**Task requirements**
Copy out the lines from the one containing "Each instance of the cobblestone texture" up to and including the one containing "(788, 1231)", keeping them identical to the original.
Begin
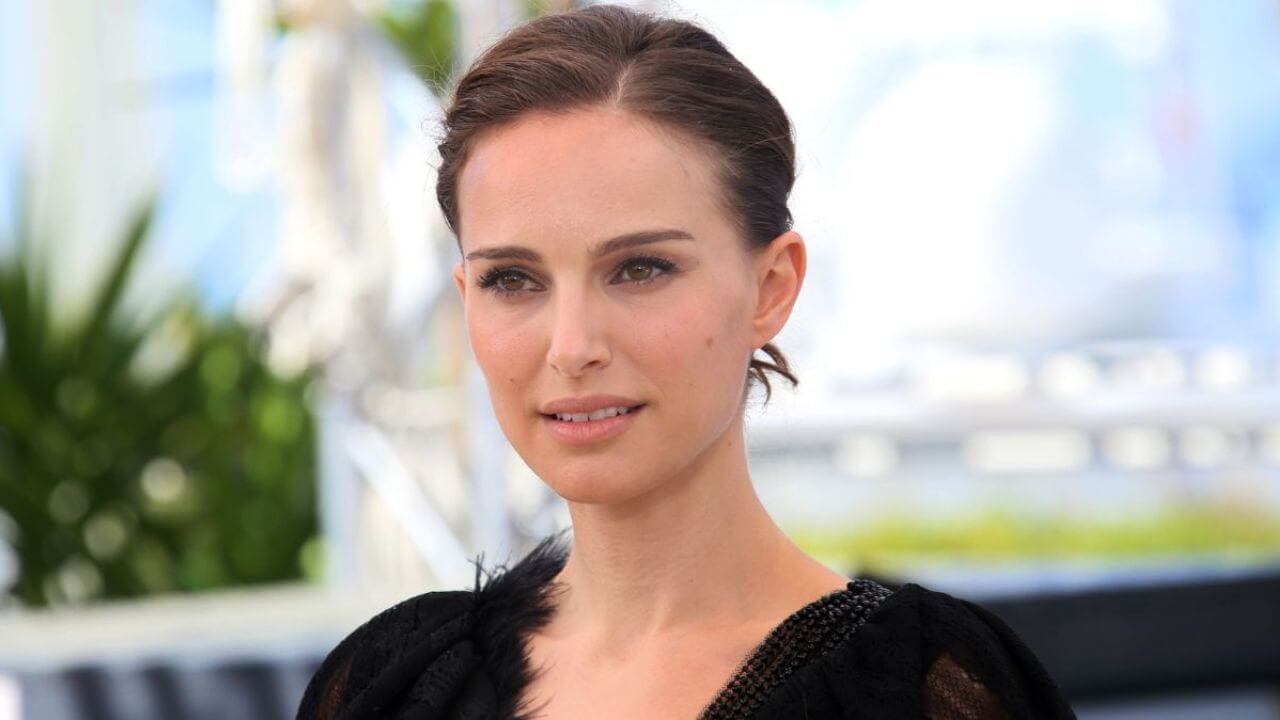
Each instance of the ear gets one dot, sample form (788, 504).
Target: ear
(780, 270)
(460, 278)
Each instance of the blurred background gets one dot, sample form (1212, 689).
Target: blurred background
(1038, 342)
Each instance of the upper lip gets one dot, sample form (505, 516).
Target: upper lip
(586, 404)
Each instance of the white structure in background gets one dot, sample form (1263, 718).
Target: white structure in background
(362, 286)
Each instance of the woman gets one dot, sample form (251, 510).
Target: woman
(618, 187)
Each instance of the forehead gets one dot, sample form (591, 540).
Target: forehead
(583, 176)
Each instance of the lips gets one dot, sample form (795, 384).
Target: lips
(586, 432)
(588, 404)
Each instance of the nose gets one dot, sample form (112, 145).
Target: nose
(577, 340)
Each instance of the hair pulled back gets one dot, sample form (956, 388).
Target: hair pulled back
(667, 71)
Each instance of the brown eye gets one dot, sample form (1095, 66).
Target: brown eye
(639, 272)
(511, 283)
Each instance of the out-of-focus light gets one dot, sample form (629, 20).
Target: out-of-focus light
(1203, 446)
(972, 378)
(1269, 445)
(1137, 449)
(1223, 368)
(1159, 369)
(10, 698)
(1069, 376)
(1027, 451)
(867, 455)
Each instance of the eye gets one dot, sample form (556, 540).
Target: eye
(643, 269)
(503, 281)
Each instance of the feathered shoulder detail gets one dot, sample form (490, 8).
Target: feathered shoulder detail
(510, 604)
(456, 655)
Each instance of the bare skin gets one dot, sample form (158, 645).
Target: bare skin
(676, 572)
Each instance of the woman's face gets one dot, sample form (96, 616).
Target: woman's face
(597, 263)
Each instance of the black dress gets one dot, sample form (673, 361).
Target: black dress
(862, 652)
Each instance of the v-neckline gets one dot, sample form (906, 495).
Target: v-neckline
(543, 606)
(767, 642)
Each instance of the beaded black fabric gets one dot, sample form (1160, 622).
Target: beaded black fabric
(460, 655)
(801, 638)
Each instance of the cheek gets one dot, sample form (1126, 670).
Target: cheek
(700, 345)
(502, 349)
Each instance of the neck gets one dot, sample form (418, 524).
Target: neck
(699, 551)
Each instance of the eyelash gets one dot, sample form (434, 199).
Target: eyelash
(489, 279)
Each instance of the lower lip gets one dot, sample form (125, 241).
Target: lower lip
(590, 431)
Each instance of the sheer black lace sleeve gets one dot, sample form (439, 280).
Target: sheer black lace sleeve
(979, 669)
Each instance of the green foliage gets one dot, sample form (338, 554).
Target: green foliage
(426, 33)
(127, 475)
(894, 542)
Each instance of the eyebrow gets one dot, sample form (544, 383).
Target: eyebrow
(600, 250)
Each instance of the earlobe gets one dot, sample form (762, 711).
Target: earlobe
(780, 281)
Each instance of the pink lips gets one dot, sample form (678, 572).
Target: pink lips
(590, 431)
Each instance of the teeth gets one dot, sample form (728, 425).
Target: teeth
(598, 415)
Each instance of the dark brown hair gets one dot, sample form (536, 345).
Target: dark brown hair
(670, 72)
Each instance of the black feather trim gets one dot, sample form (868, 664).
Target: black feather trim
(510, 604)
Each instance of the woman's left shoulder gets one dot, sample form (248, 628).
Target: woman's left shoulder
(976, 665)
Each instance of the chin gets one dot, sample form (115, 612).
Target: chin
End
Begin
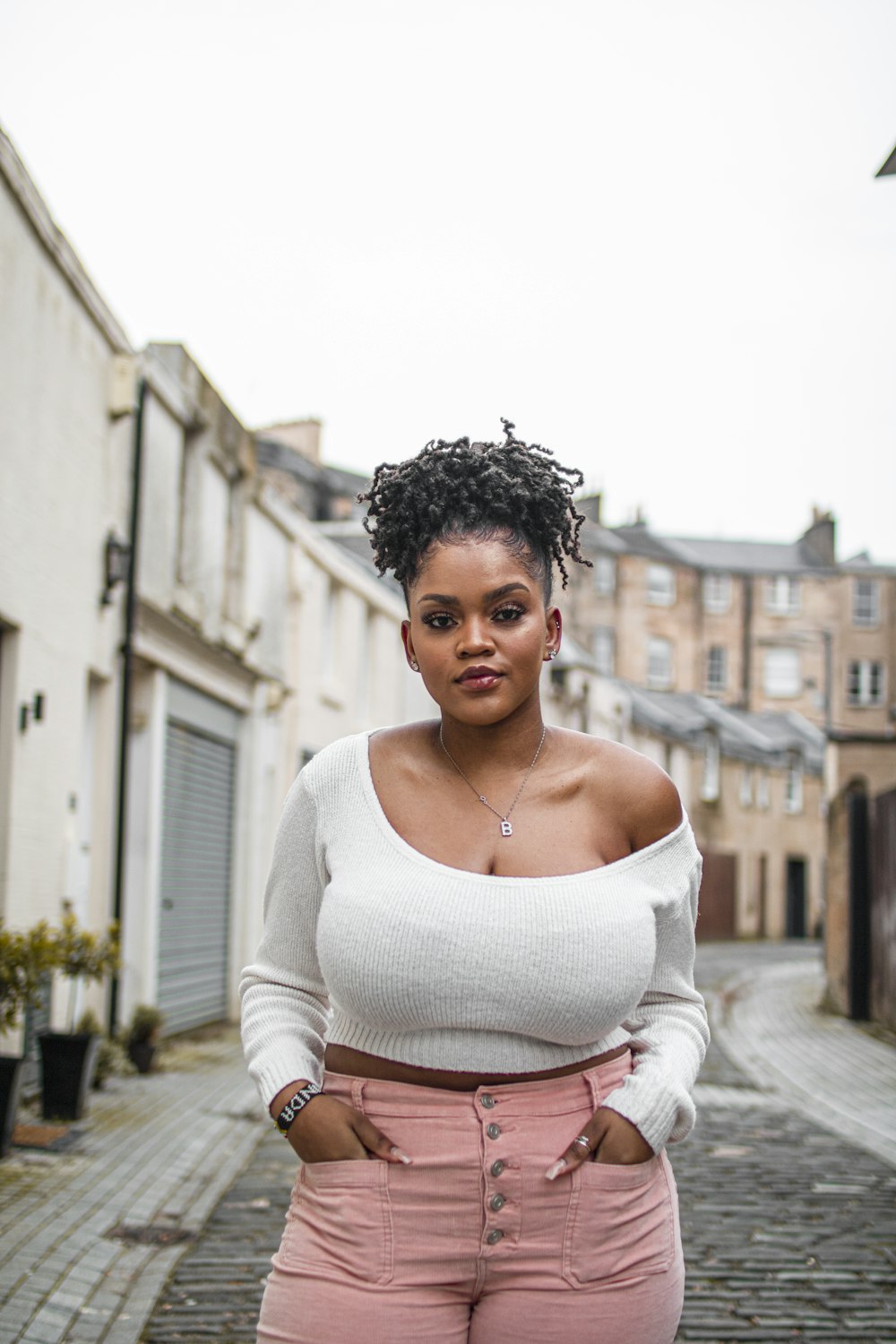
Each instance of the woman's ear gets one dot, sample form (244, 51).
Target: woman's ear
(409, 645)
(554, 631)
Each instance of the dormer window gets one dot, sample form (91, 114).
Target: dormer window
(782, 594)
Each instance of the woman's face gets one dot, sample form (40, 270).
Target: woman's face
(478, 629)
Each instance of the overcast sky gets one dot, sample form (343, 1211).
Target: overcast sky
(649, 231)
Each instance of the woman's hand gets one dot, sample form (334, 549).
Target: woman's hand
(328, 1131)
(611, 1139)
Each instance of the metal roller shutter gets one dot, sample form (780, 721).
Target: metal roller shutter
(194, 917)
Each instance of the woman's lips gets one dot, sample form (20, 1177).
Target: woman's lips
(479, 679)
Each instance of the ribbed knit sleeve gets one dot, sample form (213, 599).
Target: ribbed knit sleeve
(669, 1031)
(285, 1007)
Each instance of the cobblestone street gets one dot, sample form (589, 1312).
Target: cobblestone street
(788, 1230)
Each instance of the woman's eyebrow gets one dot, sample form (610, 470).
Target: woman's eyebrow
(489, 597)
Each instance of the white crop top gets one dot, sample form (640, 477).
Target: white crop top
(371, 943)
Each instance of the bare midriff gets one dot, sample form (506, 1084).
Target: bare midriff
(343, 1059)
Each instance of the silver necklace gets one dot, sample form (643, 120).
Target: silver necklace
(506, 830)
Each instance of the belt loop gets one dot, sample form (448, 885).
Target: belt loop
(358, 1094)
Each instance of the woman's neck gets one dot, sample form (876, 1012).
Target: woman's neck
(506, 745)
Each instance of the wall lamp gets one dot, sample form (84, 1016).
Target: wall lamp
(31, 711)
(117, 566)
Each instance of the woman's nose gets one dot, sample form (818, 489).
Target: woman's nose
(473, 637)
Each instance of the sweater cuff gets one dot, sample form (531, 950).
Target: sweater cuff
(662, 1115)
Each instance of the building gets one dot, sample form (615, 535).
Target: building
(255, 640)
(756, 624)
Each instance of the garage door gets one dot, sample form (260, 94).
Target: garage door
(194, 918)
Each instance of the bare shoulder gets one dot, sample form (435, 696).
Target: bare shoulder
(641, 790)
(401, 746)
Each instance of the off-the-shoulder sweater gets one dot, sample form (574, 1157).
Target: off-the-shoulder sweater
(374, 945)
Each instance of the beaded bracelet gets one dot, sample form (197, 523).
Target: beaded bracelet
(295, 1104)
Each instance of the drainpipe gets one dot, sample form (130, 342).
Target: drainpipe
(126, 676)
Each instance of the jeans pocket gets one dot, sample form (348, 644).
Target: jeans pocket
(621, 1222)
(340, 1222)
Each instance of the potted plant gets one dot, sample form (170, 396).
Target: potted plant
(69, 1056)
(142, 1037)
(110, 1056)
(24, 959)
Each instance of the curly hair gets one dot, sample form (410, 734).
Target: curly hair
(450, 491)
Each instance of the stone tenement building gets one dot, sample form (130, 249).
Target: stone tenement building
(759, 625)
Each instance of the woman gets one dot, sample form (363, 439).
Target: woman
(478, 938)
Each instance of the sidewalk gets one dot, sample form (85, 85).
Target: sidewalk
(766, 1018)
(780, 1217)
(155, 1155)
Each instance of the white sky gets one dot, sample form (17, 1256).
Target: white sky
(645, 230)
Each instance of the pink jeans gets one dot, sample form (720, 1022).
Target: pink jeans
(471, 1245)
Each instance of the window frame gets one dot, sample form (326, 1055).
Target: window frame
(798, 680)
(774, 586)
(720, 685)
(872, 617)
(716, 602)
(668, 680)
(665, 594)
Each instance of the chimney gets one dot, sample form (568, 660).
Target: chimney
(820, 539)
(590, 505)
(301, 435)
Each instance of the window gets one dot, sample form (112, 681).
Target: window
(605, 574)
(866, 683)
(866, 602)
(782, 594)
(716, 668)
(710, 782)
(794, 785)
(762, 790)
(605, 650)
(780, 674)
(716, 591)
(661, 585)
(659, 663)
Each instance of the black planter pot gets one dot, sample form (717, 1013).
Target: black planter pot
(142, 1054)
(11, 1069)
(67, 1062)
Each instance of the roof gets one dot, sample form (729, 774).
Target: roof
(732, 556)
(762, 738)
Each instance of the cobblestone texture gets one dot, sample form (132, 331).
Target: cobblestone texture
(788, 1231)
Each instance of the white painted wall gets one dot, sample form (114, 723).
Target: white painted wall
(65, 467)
End
Begin
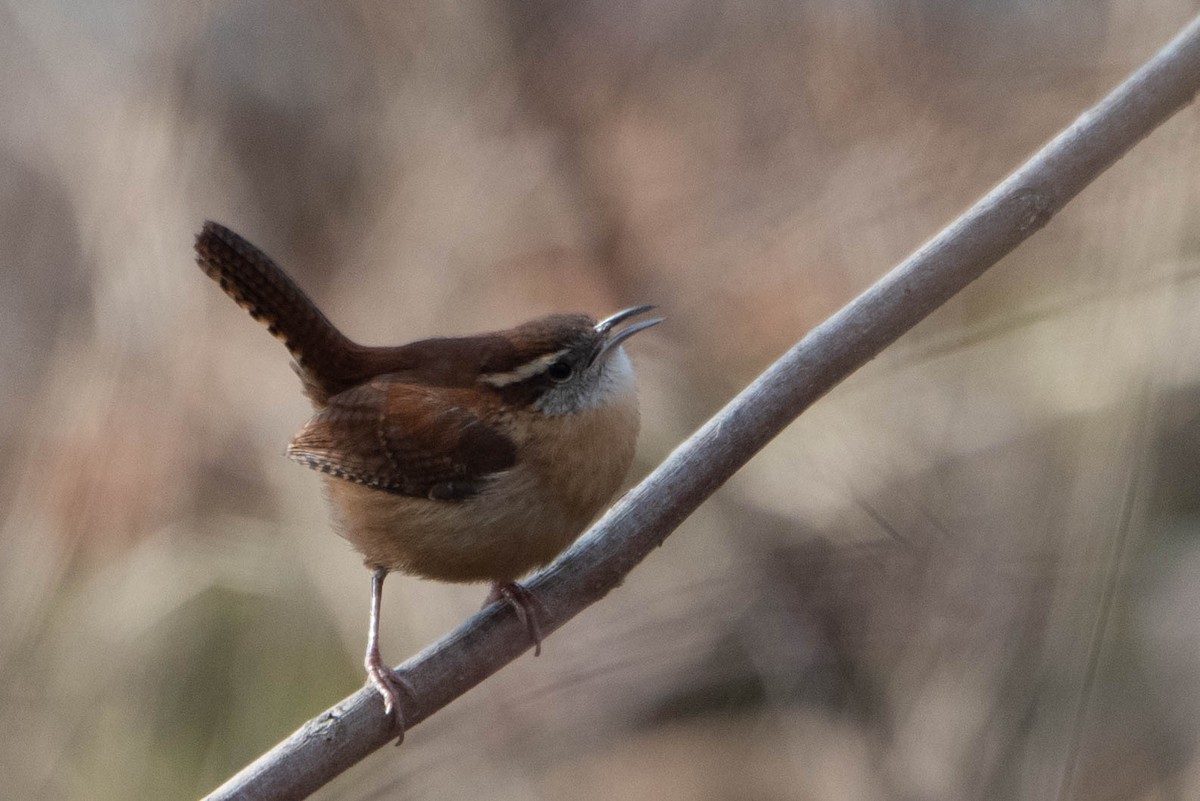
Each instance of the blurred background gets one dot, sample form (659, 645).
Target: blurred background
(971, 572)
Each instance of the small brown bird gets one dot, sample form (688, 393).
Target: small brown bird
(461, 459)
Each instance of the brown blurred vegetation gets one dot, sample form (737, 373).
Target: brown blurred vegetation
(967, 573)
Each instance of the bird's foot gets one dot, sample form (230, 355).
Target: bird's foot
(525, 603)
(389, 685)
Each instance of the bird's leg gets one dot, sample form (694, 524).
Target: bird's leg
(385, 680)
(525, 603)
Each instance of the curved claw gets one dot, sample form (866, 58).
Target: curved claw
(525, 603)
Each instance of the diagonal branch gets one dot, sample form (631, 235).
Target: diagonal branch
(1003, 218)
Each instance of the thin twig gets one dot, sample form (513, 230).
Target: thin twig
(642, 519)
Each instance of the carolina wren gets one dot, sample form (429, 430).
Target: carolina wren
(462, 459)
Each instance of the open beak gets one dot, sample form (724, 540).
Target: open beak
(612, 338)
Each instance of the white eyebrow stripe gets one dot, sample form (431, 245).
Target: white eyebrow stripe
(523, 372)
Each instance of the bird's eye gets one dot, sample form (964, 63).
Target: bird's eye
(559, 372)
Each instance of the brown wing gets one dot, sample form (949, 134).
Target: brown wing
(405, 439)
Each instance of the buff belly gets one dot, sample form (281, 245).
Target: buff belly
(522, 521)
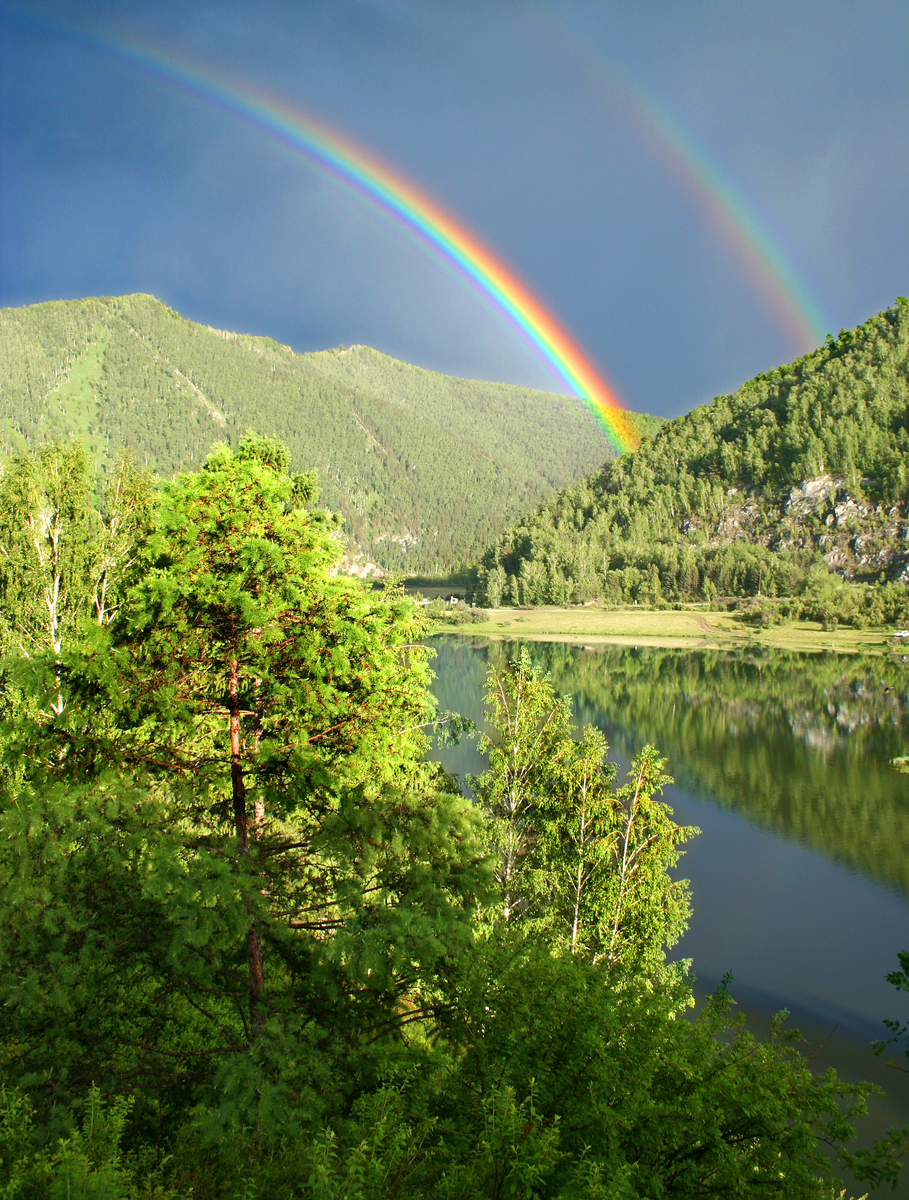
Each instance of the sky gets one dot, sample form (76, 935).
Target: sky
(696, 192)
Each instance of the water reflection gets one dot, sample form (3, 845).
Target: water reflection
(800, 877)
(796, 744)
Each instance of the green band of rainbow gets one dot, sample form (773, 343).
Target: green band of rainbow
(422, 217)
End
**The response**
Each instance of the cobblestone texture gets one dot, sample form (132, 331).
Target: cobblestone texture
(788, 1231)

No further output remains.